**PROBLEM:**
Swap "species-count log" for "inventory log" throughout the material below, and reproduce the rest of it unchanged. Leave the pictures out of your answer.

(begin)

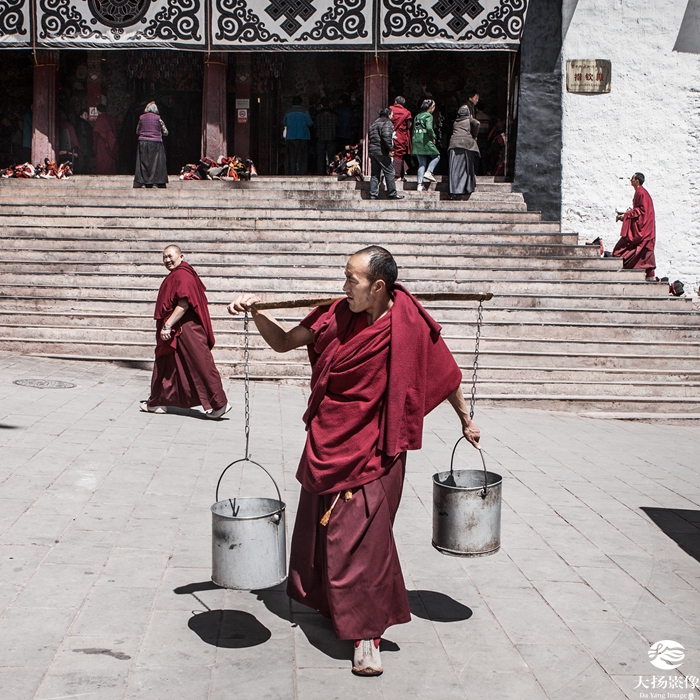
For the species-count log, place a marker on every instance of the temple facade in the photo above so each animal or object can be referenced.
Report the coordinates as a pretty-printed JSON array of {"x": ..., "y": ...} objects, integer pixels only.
[{"x": 224, "y": 72}]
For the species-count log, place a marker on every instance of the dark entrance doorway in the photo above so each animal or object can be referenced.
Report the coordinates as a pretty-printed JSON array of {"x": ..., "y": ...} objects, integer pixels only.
[
  {"x": 446, "y": 77},
  {"x": 125, "y": 81},
  {"x": 318, "y": 78},
  {"x": 16, "y": 89}
]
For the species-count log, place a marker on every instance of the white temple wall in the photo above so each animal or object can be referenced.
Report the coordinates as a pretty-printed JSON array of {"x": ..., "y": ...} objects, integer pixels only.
[{"x": 649, "y": 122}]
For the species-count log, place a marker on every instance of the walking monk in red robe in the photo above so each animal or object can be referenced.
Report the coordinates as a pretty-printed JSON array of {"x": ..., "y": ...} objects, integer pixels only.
[
  {"x": 638, "y": 236},
  {"x": 401, "y": 120},
  {"x": 379, "y": 366},
  {"x": 106, "y": 147},
  {"x": 184, "y": 374}
]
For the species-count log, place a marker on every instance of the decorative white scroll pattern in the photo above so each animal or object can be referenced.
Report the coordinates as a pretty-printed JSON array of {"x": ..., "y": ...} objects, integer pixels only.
[
  {"x": 14, "y": 23},
  {"x": 450, "y": 24},
  {"x": 334, "y": 25},
  {"x": 117, "y": 23},
  {"x": 244, "y": 25}
]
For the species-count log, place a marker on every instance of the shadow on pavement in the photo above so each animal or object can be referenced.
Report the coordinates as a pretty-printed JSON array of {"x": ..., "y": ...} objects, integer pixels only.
[
  {"x": 235, "y": 629},
  {"x": 682, "y": 526},
  {"x": 230, "y": 629},
  {"x": 432, "y": 605}
]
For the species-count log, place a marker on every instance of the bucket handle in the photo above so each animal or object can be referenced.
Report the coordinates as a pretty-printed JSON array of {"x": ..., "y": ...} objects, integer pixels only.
[
  {"x": 247, "y": 459},
  {"x": 485, "y": 490}
]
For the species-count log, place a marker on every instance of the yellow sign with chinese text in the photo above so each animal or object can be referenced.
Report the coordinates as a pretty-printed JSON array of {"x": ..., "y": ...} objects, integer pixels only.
[{"x": 588, "y": 75}]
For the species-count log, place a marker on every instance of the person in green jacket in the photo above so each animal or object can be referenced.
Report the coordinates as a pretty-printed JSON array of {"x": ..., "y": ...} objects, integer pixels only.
[{"x": 423, "y": 144}]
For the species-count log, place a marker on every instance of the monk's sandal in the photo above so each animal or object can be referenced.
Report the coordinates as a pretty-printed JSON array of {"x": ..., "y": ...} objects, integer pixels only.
[
  {"x": 152, "y": 409},
  {"x": 219, "y": 412},
  {"x": 367, "y": 661}
]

(end)

**THE OUTPUT:**
For the inventory log, place a marker on every instance of the temple facade in the photo above so each animal or object can be referenced.
Report the coordinates as a pretty-printed JSON array of {"x": ..., "y": ...} objects, integer pixels only.
[{"x": 224, "y": 72}]
For the inventory log, place a marker on every instance of the dark entrance doorway in the photo above so each animal or object can be referenced.
Report the coordinates as a pretty-printed JSON array of {"x": ..., "y": ...} objects, integer pixels only.
[
  {"x": 446, "y": 77},
  {"x": 125, "y": 81},
  {"x": 318, "y": 78},
  {"x": 16, "y": 89}
]
For the inventory log, place a marker on every instance of the white temple wall in the photo above so each animal or object can be referenced.
Report the coordinates as a pretty-printed JSON array of {"x": ..., "y": ...} objects, integer pixels only.
[{"x": 649, "y": 122}]
For the inventory log, place a marker on every instance of the walking monk in red robe in the photo above so each animal or object can be referenced.
Report the coordinates as a pretty-printed JSON array of {"x": ..., "y": ...} objects, integer pixels only.
[
  {"x": 638, "y": 236},
  {"x": 401, "y": 120},
  {"x": 379, "y": 366},
  {"x": 106, "y": 147},
  {"x": 184, "y": 374}
]
For the inventory log, place a marker on every instance of the decorative white scroll pattern in the photo above so each animal or object can be referenced.
Report the coordinates as a pretty-printed JSON array of {"x": ..., "y": ...} objects, integer pixels only.
[
  {"x": 14, "y": 23},
  {"x": 450, "y": 24},
  {"x": 334, "y": 25},
  {"x": 117, "y": 23},
  {"x": 244, "y": 25}
]
For the inventory log, place a marker on every instance of the shadow on pavement in the photo above so each animal or object can be referenced.
Report the coordinates as a pretty-printed JSON array of {"x": ..., "y": ...} objects, integer pixels only.
[
  {"x": 235, "y": 629},
  {"x": 682, "y": 526},
  {"x": 230, "y": 629},
  {"x": 432, "y": 605}
]
For the inventory log, place a marker on every instance of the bucket handle in the photo above so each animal or object can be referenced.
Report the coordinates as a pretty-printed JSON array of {"x": ..., "y": ...} objects, integer pixels only.
[
  {"x": 247, "y": 459},
  {"x": 485, "y": 490}
]
For the inventory log, place a marker on every instance of the yellow sign with chinese text in the photo above so each animal or object can be referenced.
Report the coordinates as a pretty-printed JSON array of {"x": ..., "y": ...} objects, integer pixels only.
[{"x": 588, "y": 75}]
For the inventory log, place a marker on every instance of the person in green jacket in the photo above so each animal or object can be referenced.
Report the coordinates as a pretty-printed JSON array of {"x": ..., "y": ...} objects, integer pixels only.
[{"x": 423, "y": 144}]
For the inventory log, place a marker on every instance of the monk's sandal in the photo above so each animal or object can be referenced.
Report the coordinates as a pretty-printed JSON array of {"x": ..., "y": ...} objects, integer pixels only.
[
  {"x": 152, "y": 409},
  {"x": 219, "y": 412},
  {"x": 367, "y": 661}
]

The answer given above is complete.